## OBJECTIVE
Repeat the full listing, word for word.

## THE INPUT
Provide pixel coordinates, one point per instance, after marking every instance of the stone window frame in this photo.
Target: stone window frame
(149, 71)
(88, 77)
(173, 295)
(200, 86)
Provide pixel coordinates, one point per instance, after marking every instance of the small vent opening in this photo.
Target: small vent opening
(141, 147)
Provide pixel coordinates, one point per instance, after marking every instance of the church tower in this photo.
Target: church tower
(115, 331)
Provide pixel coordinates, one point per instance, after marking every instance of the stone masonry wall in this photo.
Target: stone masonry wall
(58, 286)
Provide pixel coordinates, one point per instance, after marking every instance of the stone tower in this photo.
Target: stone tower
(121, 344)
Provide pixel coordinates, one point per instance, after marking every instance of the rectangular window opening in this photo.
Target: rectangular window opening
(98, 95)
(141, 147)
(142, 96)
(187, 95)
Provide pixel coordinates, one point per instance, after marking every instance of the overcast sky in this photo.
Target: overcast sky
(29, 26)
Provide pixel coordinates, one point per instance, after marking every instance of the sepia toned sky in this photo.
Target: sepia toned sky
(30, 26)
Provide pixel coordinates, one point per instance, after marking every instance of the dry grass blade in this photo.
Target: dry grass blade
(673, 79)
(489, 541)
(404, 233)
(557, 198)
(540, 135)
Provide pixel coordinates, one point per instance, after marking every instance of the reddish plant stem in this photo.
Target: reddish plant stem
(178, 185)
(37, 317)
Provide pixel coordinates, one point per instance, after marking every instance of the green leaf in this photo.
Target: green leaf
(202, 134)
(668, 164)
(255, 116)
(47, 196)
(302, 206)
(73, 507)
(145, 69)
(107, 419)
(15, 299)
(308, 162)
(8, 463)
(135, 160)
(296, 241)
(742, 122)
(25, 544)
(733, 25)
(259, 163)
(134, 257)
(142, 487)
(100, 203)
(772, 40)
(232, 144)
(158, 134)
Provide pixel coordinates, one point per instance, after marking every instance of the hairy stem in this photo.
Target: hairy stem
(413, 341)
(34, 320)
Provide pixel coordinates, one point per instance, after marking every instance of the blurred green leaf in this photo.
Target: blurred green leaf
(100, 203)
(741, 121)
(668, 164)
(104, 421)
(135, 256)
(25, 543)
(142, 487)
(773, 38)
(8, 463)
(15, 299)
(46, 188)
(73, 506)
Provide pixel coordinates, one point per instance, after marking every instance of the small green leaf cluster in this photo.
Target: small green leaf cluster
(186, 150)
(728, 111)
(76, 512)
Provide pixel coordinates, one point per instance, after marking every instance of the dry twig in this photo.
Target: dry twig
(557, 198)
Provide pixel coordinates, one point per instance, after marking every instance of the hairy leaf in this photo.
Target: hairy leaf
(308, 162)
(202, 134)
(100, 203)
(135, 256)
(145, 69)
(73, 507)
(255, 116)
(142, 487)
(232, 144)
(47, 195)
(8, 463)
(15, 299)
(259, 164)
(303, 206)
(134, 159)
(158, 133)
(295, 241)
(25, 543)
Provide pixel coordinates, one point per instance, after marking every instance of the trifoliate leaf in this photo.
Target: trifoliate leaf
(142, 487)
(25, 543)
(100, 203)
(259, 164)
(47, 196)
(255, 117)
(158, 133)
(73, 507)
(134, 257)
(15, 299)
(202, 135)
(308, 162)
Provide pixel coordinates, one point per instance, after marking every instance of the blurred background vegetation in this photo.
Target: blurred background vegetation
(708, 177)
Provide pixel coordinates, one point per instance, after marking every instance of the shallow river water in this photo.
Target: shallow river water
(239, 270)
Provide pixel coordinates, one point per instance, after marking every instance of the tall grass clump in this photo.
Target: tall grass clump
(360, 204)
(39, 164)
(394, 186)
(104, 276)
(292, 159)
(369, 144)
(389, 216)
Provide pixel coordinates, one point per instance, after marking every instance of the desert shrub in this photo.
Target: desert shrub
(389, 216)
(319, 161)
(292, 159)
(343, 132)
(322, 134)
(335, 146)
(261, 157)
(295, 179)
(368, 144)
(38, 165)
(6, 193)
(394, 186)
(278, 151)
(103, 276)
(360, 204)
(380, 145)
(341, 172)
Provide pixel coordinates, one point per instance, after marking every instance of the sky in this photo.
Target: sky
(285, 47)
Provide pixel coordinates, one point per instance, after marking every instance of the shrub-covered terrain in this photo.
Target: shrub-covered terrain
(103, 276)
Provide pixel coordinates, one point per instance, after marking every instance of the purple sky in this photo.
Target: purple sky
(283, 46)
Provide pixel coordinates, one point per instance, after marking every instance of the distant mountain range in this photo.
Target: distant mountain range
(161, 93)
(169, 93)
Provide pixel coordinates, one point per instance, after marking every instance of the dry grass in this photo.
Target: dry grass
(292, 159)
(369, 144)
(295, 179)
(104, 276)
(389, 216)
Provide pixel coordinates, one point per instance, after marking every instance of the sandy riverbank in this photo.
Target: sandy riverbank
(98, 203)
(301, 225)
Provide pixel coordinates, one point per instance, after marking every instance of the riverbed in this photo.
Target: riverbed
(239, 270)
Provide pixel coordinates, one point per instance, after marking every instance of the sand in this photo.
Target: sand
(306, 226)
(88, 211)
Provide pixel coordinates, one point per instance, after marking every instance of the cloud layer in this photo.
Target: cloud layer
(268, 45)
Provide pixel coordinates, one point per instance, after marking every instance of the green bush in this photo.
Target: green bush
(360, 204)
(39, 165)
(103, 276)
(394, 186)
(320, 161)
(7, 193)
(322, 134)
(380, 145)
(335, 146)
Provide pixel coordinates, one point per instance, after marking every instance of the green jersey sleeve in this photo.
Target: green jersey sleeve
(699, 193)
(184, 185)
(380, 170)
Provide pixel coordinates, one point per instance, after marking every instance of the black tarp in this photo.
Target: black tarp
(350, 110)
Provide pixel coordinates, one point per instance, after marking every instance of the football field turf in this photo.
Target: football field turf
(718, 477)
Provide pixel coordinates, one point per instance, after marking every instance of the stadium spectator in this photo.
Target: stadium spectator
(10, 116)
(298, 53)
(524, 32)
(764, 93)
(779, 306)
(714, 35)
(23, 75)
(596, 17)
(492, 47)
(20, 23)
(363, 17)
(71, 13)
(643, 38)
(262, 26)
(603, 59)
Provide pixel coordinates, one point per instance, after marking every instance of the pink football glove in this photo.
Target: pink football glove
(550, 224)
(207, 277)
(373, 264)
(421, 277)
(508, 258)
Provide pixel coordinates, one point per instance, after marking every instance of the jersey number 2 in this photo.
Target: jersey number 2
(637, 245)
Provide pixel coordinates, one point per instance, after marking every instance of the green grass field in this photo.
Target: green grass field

## FINAL RESULT
Provide pixel coordinates, one point per instance, after marking every instance of the stone window frame in this photo.
Target: stone window frame
(149, 71)
(88, 77)
(173, 295)
(200, 86)
Provide pixel coordinates, one point per instance, after marking every instance of the small vent opening in this photo.
Target: small vent opening
(141, 147)
Provide pixel coordinates, one point per instance, after marking every instance of the church tower in this photo.
Target: church tower
(115, 331)
Provide pixel coordinates, one point per instance, after marking every instance of the stone masonry wall in this photo.
Target: stone masonry wall
(58, 286)
Provide pixel coordinates, one point per instance, after marking every instance of the stone tower in this photo.
Target: stone tower
(121, 344)
Provide pixel coordinates, one point per instance, after marking every instance of the rectangular window opening in this photo.
Target: rectangular window opening
(98, 95)
(141, 147)
(142, 96)
(187, 95)
Provide pixel coordinates, one point per instance, after marking every instance of the overcast sky in this photo.
Target: overcast sky
(29, 26)
Provide pixel coordinates, one point per instance, after marking every instance of the sepia toned sky in this photo.
Target: sepia toned sky
(30, 26)
Provide pixel coordinates, one point per instance, after marking every instance of the dry grass blade in this photo.
Target: dry grass blade
(673, 79)
(489, 541)
(404, 233)
(557, 198)
(540, 135)
Provide pixel coordinates, one point per instance, after marking every instance of the reddish plant stem in this photo.
Target: reddish plant stem
(178, 185)
(37, 317)
Provide pixel coordinates, one point per instance, after marking every instance of the green leaf in this photo.
Target: green leaf
(202, 134)
(668, 164)
(255, 116)
(47, 196)
(302, 206)
(73, 507)
(145, 69)
(107, 419)
(15, 299)
(308, 162)
(8, 463)
(135, 160)
(296, 241)
(742, 122)
(25, 544)
(733, 25)
(259, 163)
(134, 257)
(142, 487)
(100, 203)
(772, 40)
(232, 144)
(158, 134)
Provide pixel coordinates, one point per instance, after marking every instance of the hairy stem in this photo.
Target: hairy stem
(413, 341)
(34, 320)
Provide pixel coordinates, one point per instance, after marking every instance of the blurred green leaf in this photo.
Target: blurred green leaf
(100, 203)
(741, 121)
(668, 164)
(104, 421)
(135, 256)
(25, 543)
(142, 487)
(773, 38)
(8, 463)
(15, 299)
(46, 188)
(73, 506)
Provide pixel coordinates, one point per instance, after marking every instance of the small green leaf cluster in this photo.
Target: small green leaf cluster
(186, 150)
(728, 111)
(76, 512)
Provide pixel coordinates, one point per instance, after marking every instance of the dry twig in this photo.
Target: dry twig
(557, 198)
Provide pixel coordinates, one point per instance, after marking every instance of the hairy leaf in this photo.
Target: hairy leaf
(308, 162)
(202, 134)
(100, 203)
(135, 256)
(145, 69)
(73, 507)
(255, 116)
(142, 487)
(232, 144)
(47, 195)
(8, 463)
(15, 299)
(259, 164)
(303, 206)
(134, 159)
(158, 133)
(295, 241)
(25, 543)
Provide pixel coordinates, one point per instance, after marking every instance of the trifoliate leaf in this photo.
Target: trifoliate leaf
(142, 487)
(25, 543)
(100, 203)
(259, 164)
(47, 196)
(255, 117)
(158, 133)
(73, 507)
(134, 257)
(15, 299)
(202, 135)
(308, 162)
Provide pixel coordinates, one point per instance, after marking every instance of the blurred background vegetation in this photo.
Target: blurred background vegetation
(708, 177)
Provide pixel coordinates, one point per instance, after marking every instance of the shallow river water in this photo.
Target: shallow river water
(239, 270)
Provide pixel coordinates, one point per instance, after marking every instance of the tall grass clump in this photo.
Target: tall grass clump
(360, 204)
(39, 164)
(394, 186)
(104, 276)
(292, 159)
(369, 144)
(389, 216)
Provide pixel coordinates, one point per instance, after marking every instance of the desert shrub in this photo.
Target: desert shrub
(389, 216)
(319, 161)
(292, 159)
(343, 132)
(322, 134)
(335, 146)
(261, 157)
(295, 179)
(368, 144)
(38, 165)
(6, 193)
(394, 186)
(278, 151)
(103, 276)
(360, 204)
(380, 145)
(341, 172)
Provide pixel coordinates, one point per instance, after marking every instance of the sky in this photo.
Target: sky
(285, 47)
Provide pixel coordinates, one point per instance, after marking every instance of the shrub-covered terrain in this photo.
Target: shrub-covered terrain
(103, 276)
Provide pixel coordinates, one point per instance, after marking every instance of the purple sky in this photo.
Target: purple sky
(283, 46)
Provide pixel coordinates, one point per instance, after marking every instance of the distant mountain range in this photo.
Target: distant mountain range
(161, 93)
(169, 93)
Provide pixel coordinates, one point per instance, after marking every instance of the dry grass in this photo.
Target: dry grass
(292, 159)
(369, 144)
(295, 179)
(104, 276)
(389, 216)
Provide pixel coordinates, one point per instance, after marking every instance of the sandy riverbank in this photo.
Target: sandy riverbank
(98, 203)
(301, 225)
Provide pixel coordinates, one point per instance, after marking every instance of the riverbed in this photo.
Target: riverbed
(239, 270)
Provide pixel coordinates, one point per instance, after marking every instance of the sand in this photo.
Target: sand
(306, 226)
(88, 211)
Provide pixel coordinates, one point per instance, after marking every instance of the cloud layer in this photo.
Target: cloud layer
(268, 45)
Provide pixel coordinates, one point per instance, after marking every instance of the green bush in this photo.
Target: green bush
(360, 204)
(39, 165)
(103, 276)
(394, 186)
(320, 161)
(7, 193)
(322, 134)
(380, 145)
(335, 146)
Provide pixel coordinates, one point per instance, after marking every instance of the green jersey sleeve in this photo.
Target: green jersey sleeve
(699, 193)
(184, 185)
(380, 170)
Provide pixel coordinates, one point per instance, after marking every instance of the black tarp in this photo.
Target: black tarp
(350, 110)
Provide pixel coordinates, one point per instance, after marking every instance of the football field turf in this photo.
Target: football field turf
(718, 477)
Provide pixel coordinates, one point per instance, after marking every instance of the stadium spectator in this photo.
Target: stadium spectator
(10, 116)
(298, 53)
(524, 32)
(764, 93)
(779, 306)
(714, 35)
(23, 75)
(596, 17)
(492, 47)
(20, 23)
(363, 17)
(71, 13)
(643, 38)
(262, 26)
(603, 59)
Provide pixel coordinates, one point per instance, after marking every instance of the pink football glove in this photo.
Target: pink football glove
(550, 224)
(207, 277)
(373, 264)
(421, 277)
(508, 258)
Provide pixel coordinates, one point per instance, after marking every instance of the jersey number 2 in this photo.
Target: jersey number 2
(637, 245)
Provide pixel coordinates, one point per instance, after marking every instance of the green grass field in this photo.
Target: green grass field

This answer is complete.